■ Exercise description: Copy out the items below word for word, from the very first line down to the line that contains "<point>217,304</point>", including both of those lines.

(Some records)
....
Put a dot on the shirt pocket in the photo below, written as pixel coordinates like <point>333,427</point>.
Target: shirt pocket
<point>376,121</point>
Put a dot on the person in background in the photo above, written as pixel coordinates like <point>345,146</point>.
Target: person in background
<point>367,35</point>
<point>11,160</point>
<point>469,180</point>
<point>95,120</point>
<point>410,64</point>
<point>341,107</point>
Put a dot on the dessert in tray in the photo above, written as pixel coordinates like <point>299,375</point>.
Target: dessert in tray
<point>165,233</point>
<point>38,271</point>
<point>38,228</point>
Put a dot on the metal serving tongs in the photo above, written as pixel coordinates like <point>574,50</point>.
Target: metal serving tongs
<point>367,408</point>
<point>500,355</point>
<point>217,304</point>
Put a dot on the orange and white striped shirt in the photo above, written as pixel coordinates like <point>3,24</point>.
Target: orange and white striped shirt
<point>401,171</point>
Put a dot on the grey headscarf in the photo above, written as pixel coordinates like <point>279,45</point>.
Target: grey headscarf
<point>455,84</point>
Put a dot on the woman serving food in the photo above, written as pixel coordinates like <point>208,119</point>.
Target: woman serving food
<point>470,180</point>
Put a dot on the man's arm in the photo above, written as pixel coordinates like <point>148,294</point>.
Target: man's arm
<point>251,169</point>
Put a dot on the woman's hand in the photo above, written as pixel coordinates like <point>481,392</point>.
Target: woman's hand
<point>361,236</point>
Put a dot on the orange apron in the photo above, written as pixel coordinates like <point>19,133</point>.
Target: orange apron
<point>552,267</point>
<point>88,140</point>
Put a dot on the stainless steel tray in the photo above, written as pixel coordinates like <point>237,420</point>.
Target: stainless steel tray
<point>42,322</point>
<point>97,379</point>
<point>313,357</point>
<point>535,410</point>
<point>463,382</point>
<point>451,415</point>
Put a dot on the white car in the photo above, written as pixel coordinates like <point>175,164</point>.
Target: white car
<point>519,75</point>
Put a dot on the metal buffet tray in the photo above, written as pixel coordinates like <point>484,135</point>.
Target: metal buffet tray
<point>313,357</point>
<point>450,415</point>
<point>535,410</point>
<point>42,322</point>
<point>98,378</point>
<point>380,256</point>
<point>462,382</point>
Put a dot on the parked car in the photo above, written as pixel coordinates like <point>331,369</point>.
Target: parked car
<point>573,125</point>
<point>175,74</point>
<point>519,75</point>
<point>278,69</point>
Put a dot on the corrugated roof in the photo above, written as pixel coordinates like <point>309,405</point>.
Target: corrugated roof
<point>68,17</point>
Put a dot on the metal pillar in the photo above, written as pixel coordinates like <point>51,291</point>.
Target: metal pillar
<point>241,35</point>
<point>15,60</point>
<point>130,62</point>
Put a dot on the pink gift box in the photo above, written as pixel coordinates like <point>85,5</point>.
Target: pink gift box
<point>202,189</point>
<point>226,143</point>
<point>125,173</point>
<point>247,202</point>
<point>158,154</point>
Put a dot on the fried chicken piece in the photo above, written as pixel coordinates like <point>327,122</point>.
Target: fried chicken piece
....
■ Full response:
Put a dot on the shirt pocket in the photo below, written as pixel coordinates like <point>333,427</point>.
Target: shirt pocket
<point>376,121</point>
Put a dot on the person in background in the photo above, written as pixel coordinates like <point>345,146</point>.
Target: person in background
<point>367,35</point>
<point>11,160</point>
<point>469,180</point>
<point>95,120</point>
<point>410,64</point>
<point>341,107</point>
Put a dot on the dessert in tray in the photo above, written as pixel coordinates like <point>299,375</point>.
Target: dessert in tray
<point>165,233</point>
<point>38,271</point>
<point>38,228</point>
Put a dot on the metal serving tongs in the photo above, written as pixel coordinates like <point>574,50</point>.
Target: metal serving tongs
<point>367,408</point>
<point>500,355</point>
<point>217,304</point>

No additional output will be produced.